Alexander Voitsekhovsky’s art revolves around simple topics: city and country as well as the flow of life as such and – metaphorically – all kinds of journeys. Indeed, aren’t we always on the way just as his characters are – whether on a walk in the park or hurrying to our destination on public transportation or on a boat trip or undertaking an audacious journey from a rural backward province to a glowing and promising city? Ubiquitous in his works are animals, real and not quite so real but always an integral and intimate part of the life of humans or human-like beings themselves facing the same problems.
The ultimate strength of Alexander Voitsekhovsky’s pictures is in his focus on the universal constants of human nature; thus the broadest audiences across nations can naturally and easily relate to his characters, whether in the form of humans or that of humanized animals. Viewers of his pictures cannot but recognize their own dreams or thoughts, observations or experiences that the artist shows in his amusing pictures with full understanding, deep empathy and, furthermore, in a comforting light-hearted key. Psychologically truthful without moralizing, this art helps people to maintain cheerful spirits amongst people’s ordinary cares and worries that are often perplexing.
Alexander Voitsekhovsky’s style is unfailingly modest and subtle. It is unpretentious in its each and every aspect, from the plainness of his subject matter to the childlike manner of drawing based on the rejection of perspective and preference for strictly frontal or profile views to the choice of simple crayons as his main medium. The usage of crayons not only enriches the texture of his pictures, not only makes them lighter and more airy due the inherent roughness of the crayon line but also adds some indefiniteness to all the visual forms enhancing the inner truthfulness of the artist’s works.

Written problem: Please write out, word for word, the part of the text on Alexander Voitsekhovsky's art from "The ultimate strength" to "are often perplexing.".

Dataset:
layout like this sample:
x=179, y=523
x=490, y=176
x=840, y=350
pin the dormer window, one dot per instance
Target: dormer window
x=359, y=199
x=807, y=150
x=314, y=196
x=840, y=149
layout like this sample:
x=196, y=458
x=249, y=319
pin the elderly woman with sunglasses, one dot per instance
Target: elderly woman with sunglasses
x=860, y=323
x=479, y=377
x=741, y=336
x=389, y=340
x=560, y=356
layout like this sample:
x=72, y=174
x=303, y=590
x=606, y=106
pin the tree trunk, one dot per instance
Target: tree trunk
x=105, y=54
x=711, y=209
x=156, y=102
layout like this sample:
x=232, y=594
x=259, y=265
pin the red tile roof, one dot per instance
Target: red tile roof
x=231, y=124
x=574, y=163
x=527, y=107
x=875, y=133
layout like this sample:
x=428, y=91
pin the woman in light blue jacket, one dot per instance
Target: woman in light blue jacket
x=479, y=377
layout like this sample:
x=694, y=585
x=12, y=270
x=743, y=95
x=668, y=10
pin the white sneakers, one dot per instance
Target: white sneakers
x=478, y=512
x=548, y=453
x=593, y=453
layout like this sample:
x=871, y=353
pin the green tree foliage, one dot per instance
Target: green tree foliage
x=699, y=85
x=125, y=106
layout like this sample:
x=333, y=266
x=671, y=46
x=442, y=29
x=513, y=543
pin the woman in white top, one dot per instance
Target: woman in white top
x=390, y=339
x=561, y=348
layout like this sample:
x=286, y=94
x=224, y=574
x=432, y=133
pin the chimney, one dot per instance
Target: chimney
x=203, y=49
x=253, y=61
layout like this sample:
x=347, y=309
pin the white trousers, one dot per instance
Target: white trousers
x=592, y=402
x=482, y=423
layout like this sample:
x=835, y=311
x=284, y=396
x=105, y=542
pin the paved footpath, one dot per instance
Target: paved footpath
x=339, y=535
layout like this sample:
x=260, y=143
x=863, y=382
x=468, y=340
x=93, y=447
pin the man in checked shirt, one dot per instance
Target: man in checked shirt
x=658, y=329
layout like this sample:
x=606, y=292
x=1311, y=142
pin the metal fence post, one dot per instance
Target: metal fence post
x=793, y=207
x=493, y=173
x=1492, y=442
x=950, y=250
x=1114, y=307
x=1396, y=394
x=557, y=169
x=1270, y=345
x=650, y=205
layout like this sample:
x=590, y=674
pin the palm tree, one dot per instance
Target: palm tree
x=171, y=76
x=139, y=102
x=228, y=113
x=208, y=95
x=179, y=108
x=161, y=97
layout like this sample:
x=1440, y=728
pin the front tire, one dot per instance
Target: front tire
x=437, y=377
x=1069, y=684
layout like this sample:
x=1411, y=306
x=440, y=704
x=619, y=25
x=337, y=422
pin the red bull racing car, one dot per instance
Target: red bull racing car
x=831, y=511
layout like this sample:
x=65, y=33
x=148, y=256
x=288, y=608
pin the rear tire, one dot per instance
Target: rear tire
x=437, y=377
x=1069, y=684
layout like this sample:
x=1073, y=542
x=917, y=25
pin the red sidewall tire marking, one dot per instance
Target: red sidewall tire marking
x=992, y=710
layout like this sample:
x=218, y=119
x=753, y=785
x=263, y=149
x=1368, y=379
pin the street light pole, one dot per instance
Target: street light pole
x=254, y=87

Final answer:
The ultimate strength of Alexander Voitsekhovsky’s pictures is in his focus on the universal constants of human nature; thus the broadest audiences across nations can naturally and easily relate to his characters, whether in the form of humans or that of humanized animals. Viewers of his pictures cannot but recognize their own dreams or thoughts, observations or experiences that the artist shows in his amusing pictures with full understanding, deep empathy and, furthermore, in a comforting light-hearted key. Psychologically truthful without moralizing, this art helps people to maintain cheerful spirits amongst people’s ordinary cares and worries that are often perplexing.